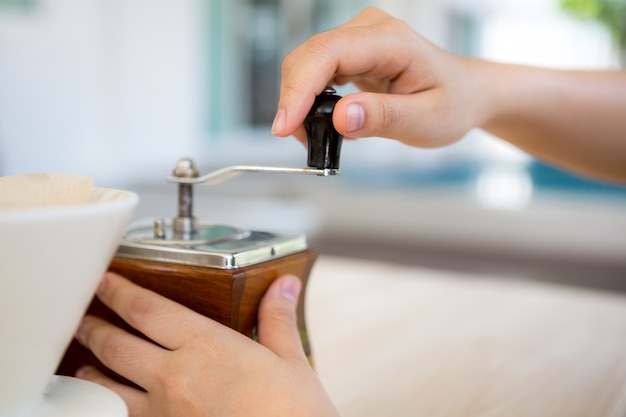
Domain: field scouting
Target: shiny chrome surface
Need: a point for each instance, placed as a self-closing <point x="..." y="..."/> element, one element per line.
<point x="254" y="248"/>
<point x="223" y="174"/>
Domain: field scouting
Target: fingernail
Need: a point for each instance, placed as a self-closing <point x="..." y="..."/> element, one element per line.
<point x="356" y="117"/>
<point x="100" y="288"/>
<point x="82" y="372"/>
<point x="279" y="122"/>
<point x="79" y="329"/>
<point x="290" y="288"/>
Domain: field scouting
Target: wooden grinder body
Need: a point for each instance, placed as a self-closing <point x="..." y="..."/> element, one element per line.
<point x="229" y="296"/>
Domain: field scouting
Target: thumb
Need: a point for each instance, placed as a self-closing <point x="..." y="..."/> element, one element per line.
<point x="278" y="329"/>
<point x="396" y="116"/>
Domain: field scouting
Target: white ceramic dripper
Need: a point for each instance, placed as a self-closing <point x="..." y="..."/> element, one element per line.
<point x="51" y="261"/>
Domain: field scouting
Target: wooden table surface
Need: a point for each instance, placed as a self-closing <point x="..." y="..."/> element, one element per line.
<point x="401" y="341"/>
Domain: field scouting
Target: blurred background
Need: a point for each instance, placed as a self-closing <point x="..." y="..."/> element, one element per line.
<point x="120" y="89"/>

• Exercise brief
Render all the records above as a JSON list of strings, with one string per line, no blank lines, and the pictures left out.

• Written reply
[
  "Domain: field scouting",
  "Target: shiny chrome surface",
  "Need: a point for each instance, placed as a self-closing <point x=\"...\" y=\"...\"/> element, one element per line.",
  "<point x=\"254\" y=\"248\"/>",
  "<point x=\"223\" y=\"174\"/>",
  "Domain: field scouting",
  "Target: fingernail",
  "Need: a point for each instance, placed as a self-closing <point x=\"...\" y=\"...\"/> element, one element per line.",
  "<point x=\"356\" y=\"117\"/>",
  "<point x=\"100\" y=\"288\"/>",
  "<point x=\"82\" y=\"372\"/>",
  "<point x=\"279\" y=\"122\"/>",
  "<point x=\"79\" y=\"329\"/>",
  "<point x=\"290\" y=\"288\"/>",
  "Domain: field scouting",
  "Target: wooden grinder body",
  "Need: a point for each instance, placed as a self-closing <point x=\"...\" y=\"...\"/> element, one element per line.",
  "<point x=\"229\" y=\"296\"/>",
  "Domain: field scouting",
  "Target: thumb",
  "Need: a point for each instance, placed as a self-closing <point x=\"...\" y=\"...\"/> element, one element per line.",
  "<point x=\"278\" y=\"329\"/>",
  "<point x=\"396\" y=\"116\"/>",
  "Domain: field scouting",
  "Target: white ceramic dripper",
  "Need: a point for each instance, placed as a self-closing <point x=\"...\" y=\"...\"/> element, one element per line.",
  "<point x=\"51\" y=\"261\"/>",
  "Domain: field scouting",
  "Target: wooden table surface",
  "Need: a point for each instance, placed as a self-closing <point x=\"...\" y=\"...\"/> element, one element per line.",
  "<point x=\"401\" y=\"341\"/>",
  "Domain: field scouting",
  "Target: blurred background",
  "Need: a point for each instance, placed as a self-closing <point x=\"...\" y=\"...\"/> element, one element per line.",
  "<point x=\"120\" y=\"89\"/>"
]